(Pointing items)
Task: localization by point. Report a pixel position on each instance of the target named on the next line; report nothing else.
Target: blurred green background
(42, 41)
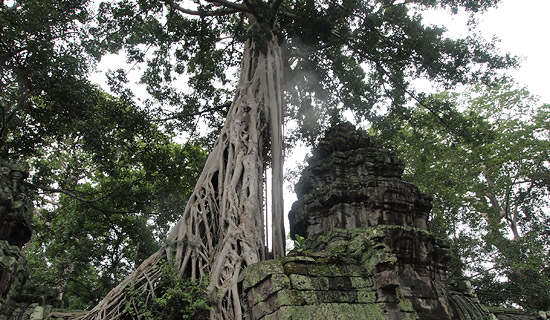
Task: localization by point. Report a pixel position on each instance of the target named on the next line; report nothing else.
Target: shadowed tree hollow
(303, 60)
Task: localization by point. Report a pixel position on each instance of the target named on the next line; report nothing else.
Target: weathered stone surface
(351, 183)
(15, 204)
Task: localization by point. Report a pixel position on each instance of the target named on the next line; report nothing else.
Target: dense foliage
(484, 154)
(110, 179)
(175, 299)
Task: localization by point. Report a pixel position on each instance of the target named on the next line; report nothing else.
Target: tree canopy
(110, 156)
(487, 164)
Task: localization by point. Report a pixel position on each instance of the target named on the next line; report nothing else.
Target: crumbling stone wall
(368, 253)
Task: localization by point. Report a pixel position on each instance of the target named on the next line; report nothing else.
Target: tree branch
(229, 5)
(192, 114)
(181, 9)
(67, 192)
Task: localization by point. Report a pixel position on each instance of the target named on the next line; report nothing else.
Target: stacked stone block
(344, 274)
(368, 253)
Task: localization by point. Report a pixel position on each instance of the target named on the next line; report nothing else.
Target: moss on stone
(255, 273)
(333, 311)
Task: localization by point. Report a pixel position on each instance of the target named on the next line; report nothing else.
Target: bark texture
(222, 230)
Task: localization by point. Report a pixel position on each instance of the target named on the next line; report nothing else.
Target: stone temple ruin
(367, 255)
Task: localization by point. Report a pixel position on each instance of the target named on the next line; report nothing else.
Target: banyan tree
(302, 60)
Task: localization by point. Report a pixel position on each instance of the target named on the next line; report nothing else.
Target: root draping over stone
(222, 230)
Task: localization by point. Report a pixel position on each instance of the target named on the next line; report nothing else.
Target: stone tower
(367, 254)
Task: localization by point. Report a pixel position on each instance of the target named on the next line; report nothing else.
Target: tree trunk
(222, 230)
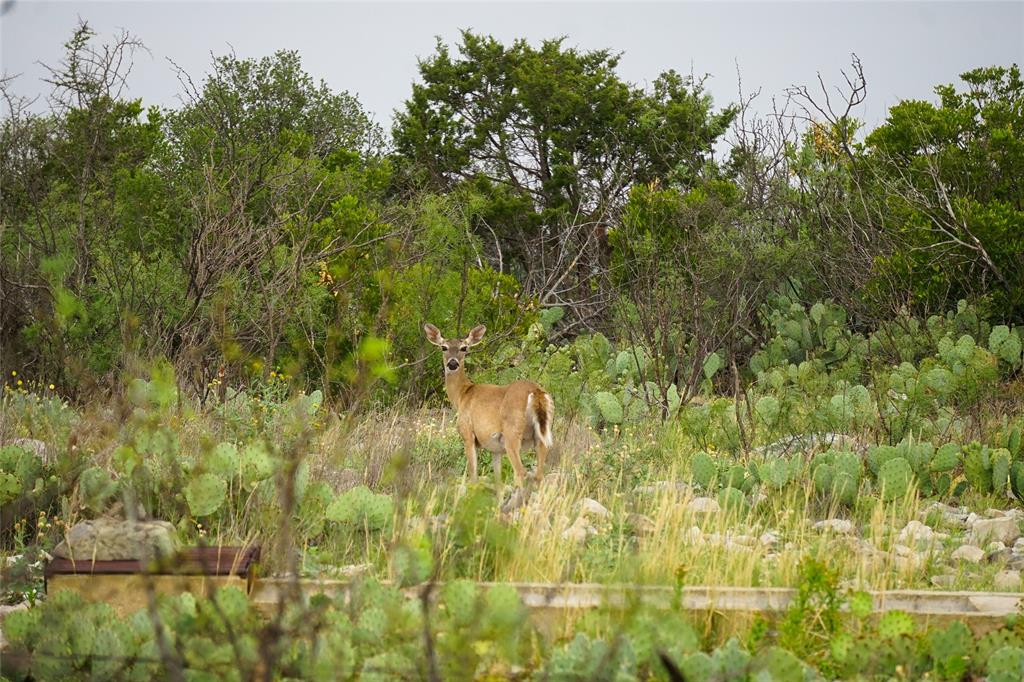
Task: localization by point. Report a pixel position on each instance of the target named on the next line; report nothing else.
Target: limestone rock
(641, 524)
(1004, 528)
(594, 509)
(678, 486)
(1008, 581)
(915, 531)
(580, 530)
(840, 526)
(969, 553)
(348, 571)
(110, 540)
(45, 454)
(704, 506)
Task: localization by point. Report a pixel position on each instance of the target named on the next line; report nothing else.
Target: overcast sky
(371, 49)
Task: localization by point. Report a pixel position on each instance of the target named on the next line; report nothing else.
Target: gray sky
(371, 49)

* * *

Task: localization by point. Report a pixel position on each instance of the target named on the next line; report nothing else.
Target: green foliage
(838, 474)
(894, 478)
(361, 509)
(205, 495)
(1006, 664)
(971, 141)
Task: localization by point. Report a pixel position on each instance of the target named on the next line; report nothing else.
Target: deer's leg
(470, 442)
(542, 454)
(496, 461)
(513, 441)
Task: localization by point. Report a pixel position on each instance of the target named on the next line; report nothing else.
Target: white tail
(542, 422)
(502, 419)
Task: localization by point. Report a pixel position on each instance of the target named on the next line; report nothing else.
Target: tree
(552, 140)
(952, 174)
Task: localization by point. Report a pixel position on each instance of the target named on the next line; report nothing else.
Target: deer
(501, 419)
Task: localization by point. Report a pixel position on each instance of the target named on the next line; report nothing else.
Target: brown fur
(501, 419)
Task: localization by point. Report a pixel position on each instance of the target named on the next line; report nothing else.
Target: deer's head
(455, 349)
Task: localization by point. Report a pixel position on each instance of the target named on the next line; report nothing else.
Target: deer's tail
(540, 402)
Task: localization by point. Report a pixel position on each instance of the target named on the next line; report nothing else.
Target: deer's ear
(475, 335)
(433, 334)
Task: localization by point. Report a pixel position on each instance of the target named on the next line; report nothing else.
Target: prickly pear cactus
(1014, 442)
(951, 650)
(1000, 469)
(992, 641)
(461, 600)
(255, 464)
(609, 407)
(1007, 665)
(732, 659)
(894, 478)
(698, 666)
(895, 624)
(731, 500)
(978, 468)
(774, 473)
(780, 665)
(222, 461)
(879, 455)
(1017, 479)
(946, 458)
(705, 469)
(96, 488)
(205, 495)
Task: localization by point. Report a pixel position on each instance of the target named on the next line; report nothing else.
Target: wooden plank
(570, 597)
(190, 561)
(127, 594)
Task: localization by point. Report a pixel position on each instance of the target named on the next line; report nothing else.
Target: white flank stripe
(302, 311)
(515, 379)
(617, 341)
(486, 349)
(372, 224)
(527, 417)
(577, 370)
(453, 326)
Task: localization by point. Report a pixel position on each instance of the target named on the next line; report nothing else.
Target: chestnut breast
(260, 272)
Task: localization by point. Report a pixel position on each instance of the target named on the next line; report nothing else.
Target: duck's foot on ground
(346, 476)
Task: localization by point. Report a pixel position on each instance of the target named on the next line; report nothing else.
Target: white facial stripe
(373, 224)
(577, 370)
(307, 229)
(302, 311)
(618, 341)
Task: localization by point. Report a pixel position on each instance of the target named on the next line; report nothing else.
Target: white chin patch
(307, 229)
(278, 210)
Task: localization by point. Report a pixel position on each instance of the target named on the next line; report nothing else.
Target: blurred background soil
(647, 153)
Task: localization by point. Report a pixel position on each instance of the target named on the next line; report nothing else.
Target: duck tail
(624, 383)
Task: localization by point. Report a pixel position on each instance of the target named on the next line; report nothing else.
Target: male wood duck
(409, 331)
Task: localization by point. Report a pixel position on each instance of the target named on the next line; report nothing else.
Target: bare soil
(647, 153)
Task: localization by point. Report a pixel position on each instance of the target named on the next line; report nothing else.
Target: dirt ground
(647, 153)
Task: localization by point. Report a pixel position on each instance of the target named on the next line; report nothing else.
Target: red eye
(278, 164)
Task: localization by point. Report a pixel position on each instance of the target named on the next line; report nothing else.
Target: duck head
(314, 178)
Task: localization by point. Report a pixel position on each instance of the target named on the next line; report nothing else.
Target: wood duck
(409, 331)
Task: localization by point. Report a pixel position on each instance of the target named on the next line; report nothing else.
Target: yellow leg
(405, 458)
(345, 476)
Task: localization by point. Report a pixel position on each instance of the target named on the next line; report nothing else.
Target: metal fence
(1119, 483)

§ **TASK DESCRIPTION**
Find each line in the items above that contains the string "tail", matching case exactly, and copy those lines.

§ **RESULT OF THIS EXERCISE**
Target: white tail
Target: deer's tail
Target: duck tail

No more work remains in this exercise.